Article paru dans El-Oumami, organe des communistes-léninistes algériens, n° 4, janvier 1983, p. 7-9

Introduction

Depuis l’accession de l’Algérie à l’indépendance, les masses populaires sont écartées de la vie politique, marginalisées et étouffées : la répression, l’intimidation et la terreur psychologique ont été érigées en méthodes de gouvernement. La classe dominante a trouvé dans l’ANP, seule force organisée du pays, son principal point d’appui politique.

Il s’en suit que si l’actualité historique de la révolution socialiste en Algérie ne fait aucun doute depuis l’indépendance, il n’en demeure pas moins que sans l’entrée en scène du prolétariat et des masses exploitées, il serait illusoire d’imaginer l’ouverture d’un quelconque processus révolutionnaire, à moins de tomber dans une conception putschiste ou blanquiste de l’histoire.

Nous établissons donc un lien dialectique entre notre stratégie (la révolution socialiste en Algérie dans le cadre de la révolution prolétarienne mondiale) et notre tactique qui consiste à favoriser les conditions concrètes auxquelles nous sommes confrontés l’émergence autonome du prolétariat et des masses prolétarisées et exploitées sur la scène politique, émergence sans laquelle il serait fou d’envisager le passage au stade de la préparation de l’insurrection révolutionnaire qui devra balayer les institutions bourgeoises pour instaurer la dictature du prolétariat.

Comment expliquer l’absence de libertés démocratiques en Algérie

L’absence des libertés démocratiques élementaires qui signifie pour les masses l’interdiction pure et simple des droits d’expression, de grève, de réunion et d’association ne relève pas bien évidemment du hasard. Il s’agit d’un état de fait qui sanctionne avant tout un rapport de forces entre les classes qui ont participé, pour des raisons différentes, à la guerre de libération nationale. Les fractions de la petite et moyenne bourgeoisie qui ont investi l’appareil d’Etat au lendemain de l’indépendance ont pu le faire parce qu’elles avaient réussi auparavant à s’assurer le contrôle et la direction du FLN et de l’ALN.
# # #
■ **EXERCICES**
(a) Réécrivez plus brièvement le paragraphe de l’article sur l’Algérie qui commence par « Depuis l’accession de l’Algérie à l’indépendance », en conservant ses faits essentiels.
(b) D’après l’article sur l’Algérie, quelle est la seule force organisée du pays ?
(c) Poursuivez l’article sur l’absence de libertés démocratiques en Algérie à partir de sa dernière phrase.
# # #
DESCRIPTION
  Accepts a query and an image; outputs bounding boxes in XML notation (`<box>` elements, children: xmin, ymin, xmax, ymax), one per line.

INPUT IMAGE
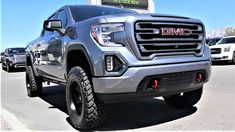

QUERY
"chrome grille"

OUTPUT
<box><xmin>135</xmin><ymin>21</ymin><xmax>204</xmax><ymax>57</ymax></box>
<box><xmin>211</xmin><ymin>48</ymin><xmax>221</xmax><ymax>54</ymax></box>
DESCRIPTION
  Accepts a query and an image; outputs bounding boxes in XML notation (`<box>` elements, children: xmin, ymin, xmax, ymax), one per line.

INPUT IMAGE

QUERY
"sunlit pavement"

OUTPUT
<box><xmin>1</xmin><ymin>63</ymin><xmax>235</xmax><ymax>131</ymax></box>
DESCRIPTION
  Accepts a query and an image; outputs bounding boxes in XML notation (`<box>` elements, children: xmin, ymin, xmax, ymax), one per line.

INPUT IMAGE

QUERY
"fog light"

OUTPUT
<box><xmin>105</xmin><ymin>55</ymin><xmax>124</xmax><ymax>72</ymax></box>
<box><xmin>105</xmin><ymin>56</ymin><xmax>113</xmax><ymax>72</ymax></box>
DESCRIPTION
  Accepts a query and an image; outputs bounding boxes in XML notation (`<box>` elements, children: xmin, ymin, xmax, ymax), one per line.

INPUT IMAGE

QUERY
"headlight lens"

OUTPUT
<box><xmin>224</xmin><ymin>47</ymin><xmax>230</xmax><ymax>52</ymax></box>
<box><xmin>91</xmin><ymin>23</ymin><xmax>124</xmax><ymax>47</ymax></box>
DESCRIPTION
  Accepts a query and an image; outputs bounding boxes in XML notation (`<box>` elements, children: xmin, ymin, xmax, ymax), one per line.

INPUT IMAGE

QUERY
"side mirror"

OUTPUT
<box><xmin>43</xmin><ymin>20</ymin><xmax>65</xmax><ymax>34</ymax></box>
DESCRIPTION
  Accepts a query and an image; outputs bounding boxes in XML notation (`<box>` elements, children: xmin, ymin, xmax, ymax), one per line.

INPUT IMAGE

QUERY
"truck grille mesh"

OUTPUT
<box><xmin>135</xmin><ymin>21</ymin><xmax>204</xmax><ymax>57</ymax></box>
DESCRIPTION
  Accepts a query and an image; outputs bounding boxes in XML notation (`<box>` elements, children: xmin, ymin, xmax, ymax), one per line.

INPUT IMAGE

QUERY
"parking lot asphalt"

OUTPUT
<box><xmin>1</xmin><ymin>63</ymin><xmax>235</xmax><ymax>131</ymax></box>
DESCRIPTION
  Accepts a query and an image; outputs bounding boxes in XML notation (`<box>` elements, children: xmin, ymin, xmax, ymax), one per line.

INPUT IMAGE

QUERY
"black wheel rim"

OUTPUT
<box><xmin>71</xmin><ymin>82</ymin><xmax>83</xmax><ymax>116</ymax></box>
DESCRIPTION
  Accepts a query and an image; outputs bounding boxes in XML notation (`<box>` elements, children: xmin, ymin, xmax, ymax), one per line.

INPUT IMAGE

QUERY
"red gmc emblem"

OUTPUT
<box><xmin>161</xmin><ymin>28</ymin><xmax>191</xmax><ymax>36</ymax></box>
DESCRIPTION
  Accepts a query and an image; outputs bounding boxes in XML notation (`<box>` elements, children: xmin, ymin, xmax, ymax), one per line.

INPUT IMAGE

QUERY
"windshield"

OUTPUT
<box><xmin>218</xmin><ymin>37</ymin><xmax>235</xmax><ymax>44</ymax></box>
<box><xmin>70</xmin><ymin>6</ymin><xmax>136</xmax><ymax>22</ymax></box>
<box><xmin>9</xmin><ymin>48</ymin><xmax>25</xmax><ymax>54</ymax></box>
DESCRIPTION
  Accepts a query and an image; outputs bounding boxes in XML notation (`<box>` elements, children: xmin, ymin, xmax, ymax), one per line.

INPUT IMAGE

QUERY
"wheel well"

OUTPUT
<box><xmin>67</xmin><ymin>50</ymin><xmax>92</xmax><ymax>79</ymax></box>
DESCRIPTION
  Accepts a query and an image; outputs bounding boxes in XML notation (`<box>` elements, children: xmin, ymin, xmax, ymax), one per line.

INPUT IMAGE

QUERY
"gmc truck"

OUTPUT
<box><xmin>210</xmin><ymin>36</ymin><xmax>235</xmax><ymax>64</ymax></box>
<box><xmin>1</xmin><ymin>47</ymin><xmax>26</xmax><ymax>72</ymax></box>
<box><xmin>26</xmin><ymin>5</ymin><xmax>211</xmax><ymax>130</ymax></box>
# # #
■ **RÉPONSES**
(a) Depuis l’indépendance de l’Algérie, les masses populaires sont tenues à l’écart de la vie politique et étouffées. La classe dominante gouverne par la répression, l’intimidation et la terreur psychologique. Son principal appui politique est l’ANP, seule force organisée du pays.

(b) L’ANP.

(c)
Malgré les mouvements de protestation sporadiques, malgré la résistance des ouvriers agricoles et de certains secteurs de l’UGTA, qui ont marqué la vie sociale et politique durant les premières années de l’indépendance, le mouvement des masses n’a pas eu la force de contrecarrer efficacement l’usurpation des fruits de la révolution par les couches sociales qui ont conquis l’appareil d’Etat.

En l’absence d’organisations de classe indépendantes capables de coordonner et de centraliser les mouvements de résistance et de protestation, une profonde démoralisation s’est emparée des masses populaires, la démobilisation sociale et politique qui s’en est suivie a été mise à profit par le pouvoir qui a su organiser, par la répression et le mensonge, une vaste opération de dépolitisation des masses.

Le rapport de forces était donc tel que les masses n’ont même pas pu imposer au pouvoir leurs droits élémentaires à l’expression et à l’organisation.

Mais l’absence de libertés démocratiques s’explique également par la forme de domination politique correspondant à la nature de la nouvelle classe dominante qui a remplacé en Algérie l’ancienne bourgeoisie coloniale. En effet, les fractions de la petite et moyenne bourgeoisie qui ont profité de l’accession du pays à l’indépendance pour se lancer à l’assaut du pouvoir d’Etat étaient relativement faibles et avaient donc besoin de renforcer leur assise économique et sociale en s’appuyant directement sur l’appareil d’Etat d’une part pour écraser les masses populaires, et d’autre part pour neutraliser provisoirement les fractions de la bourgeoisie privée qui voulaient de leur côté profiter de l’indépendance en vue de s’assurer l’hégémonie politico-économique et rempalcer l’ancienne bourgeisie coloniale.

L’Etat fort était donc une nécessité objective pour les fractions qui allaient constituer la nouvelle classe dominante. Elles avaient et ont toujours peur que les masses populaires profitent de la moindre brèche, de la moindre liberté pour s’y engouffrer avec leurs revendications sociales et politiques propres. Il faut ajouter à cela l’absence de grands appareils réformistes politiques et syndicaux à l’Européenne capables d’amortir les luttes ouvrières en vue de les canaliser et de les détourner de leurs objectifs de classe et l’impossibilité matérielle pour la classe dominante algérienne d’entretenir un véritable « syndicalisme rose » (démocrate-réformiste) de type occidental qui a nécessité d’énormes dépenses en vue de corrompre une « aristocratie ouvrière » capable de former l’épine dorsale d’un appareil réformiste qui aurait pour fonction spécifique d’embrigader la classe ouvrière.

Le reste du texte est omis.